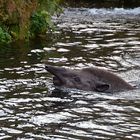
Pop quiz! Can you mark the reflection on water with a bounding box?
[0,7,140,139]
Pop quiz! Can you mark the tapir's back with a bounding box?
[81,67,134,92]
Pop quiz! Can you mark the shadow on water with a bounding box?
[0,3,140,140]
[64,0,140,8]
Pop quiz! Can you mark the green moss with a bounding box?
[0,0,62,44]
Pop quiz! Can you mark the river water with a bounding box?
[0,7,140,140]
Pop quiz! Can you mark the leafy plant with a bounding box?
[30,10,54,36]
[30,0,62,37]
[0,27,12,44]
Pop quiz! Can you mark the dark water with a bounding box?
[0,7,140,140]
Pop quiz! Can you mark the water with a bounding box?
[0,7,140,140]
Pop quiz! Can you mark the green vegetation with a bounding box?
[0,27,11,44]
[0,0,62,44]
[30,0,62,36]
[30,10,54,37]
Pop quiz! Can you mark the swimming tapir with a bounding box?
[45,65,134,92]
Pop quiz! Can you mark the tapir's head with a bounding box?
[45,65,110,92]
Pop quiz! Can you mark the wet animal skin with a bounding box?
[45,65,134,93]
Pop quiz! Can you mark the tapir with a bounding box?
[45,65,134,92]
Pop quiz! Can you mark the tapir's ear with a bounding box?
[95,82,110,92]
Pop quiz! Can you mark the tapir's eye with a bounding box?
[73,76,81,83]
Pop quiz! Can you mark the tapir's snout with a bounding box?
[45,65,51,70]
[45,65,57,73]
[45,65,66,76]
[45,65,67,86]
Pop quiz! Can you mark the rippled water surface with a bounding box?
[0,7,140,139]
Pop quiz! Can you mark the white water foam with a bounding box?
[89,7,140,15]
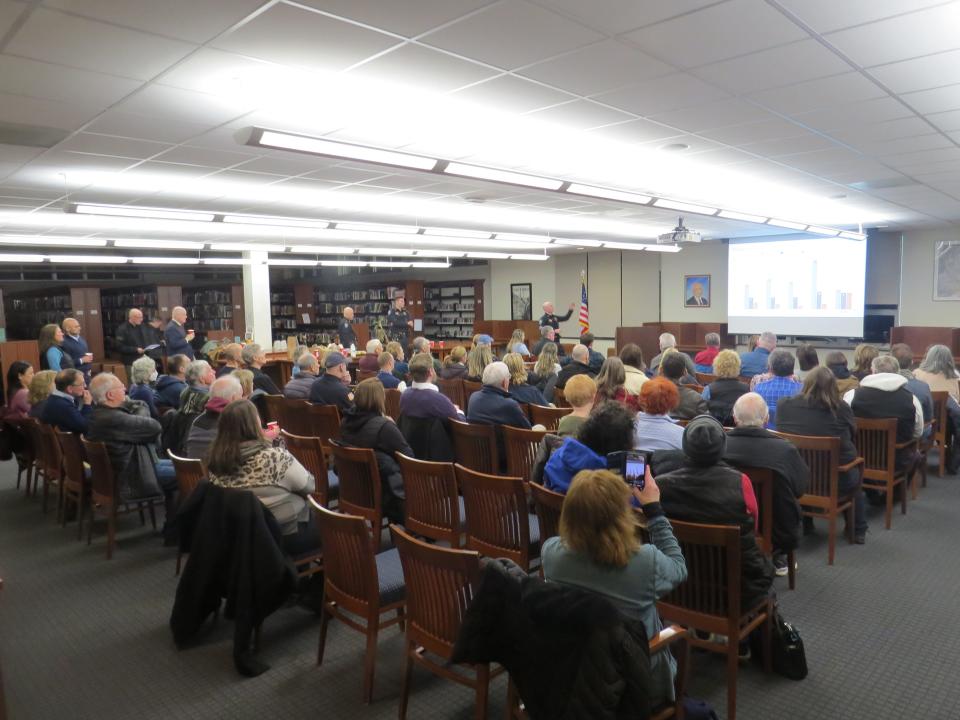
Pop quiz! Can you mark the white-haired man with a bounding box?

(WHAT IS EXPECTED): Everything in the data above gets copied exactly. Only the pictures are skipped.

(SOLUTION FOR THIS PROBLEM):
Pop quiz! Can you mark the reflection on water with a bounding box?
[0,7,140,139]
Pop quiz! Can you mark the tapir's back with a bounding box?
[81,67,134,92]
Pop quiz! Can you mark the shadow on water with a bounding box?
[0,3,140,140]
[64,0,140,8]
Pop quiz! Can you mark the green moss with a bounding box?
[0,0,62,44]
Pop quiz! Can you mark the river water with a bounding box?
[0,7,140,140]
Pop quiz! Can you mark the leafy plant with a bounding box?
[30,10,54,36]
[30,0,62,37]
[0,27,12,44]
Pop quiz! Can you mark the dark water with a bounding box?
[0,7,140,140]
Pop quiz! Can you mark the water with a bounding box?
[0,7,140,140]
Pop quiz! Can you mark the green vegetation with a bounding box?
[0,27,11,44]
[0,0,62,44]
[30,0,62,36]
[30,10,54,37]
Pop quiz! Can you mark the swimming tapir with a bounding box?
[45,65,134,92]
Pop quiz! Can you mark the tapir's head with a bounding box?
[45,65,110,92]
Pop quiz! Can you mark the wet animal skin with a bounding box?
[45,65,134,93]
Pop quiz! Can you mark the tapir with a bounding box?
[45,65,134,92]
Pop quiz! Can you mark the tapir's ear with a bounding box?
[95,82,110,92]
Pop quiz! Can you mark the tapir's eye with a bounding box?
[73,76,81,83]
Pop quiz! Can you mark the tapir's snout with a bounding box?
[45,65,51,70]
[45,65,57,73]
[45,65,66,76]
[45,65,67,86]
Pop quiz! Can you mark the rippled water surface with a bounding box?
[0,7,140,139]
Pop quiz! Can you mark the white water foam with a bounding box?
[89,7,140,15]
Pop quiz! Can you mark the white-haired man with a bounding box?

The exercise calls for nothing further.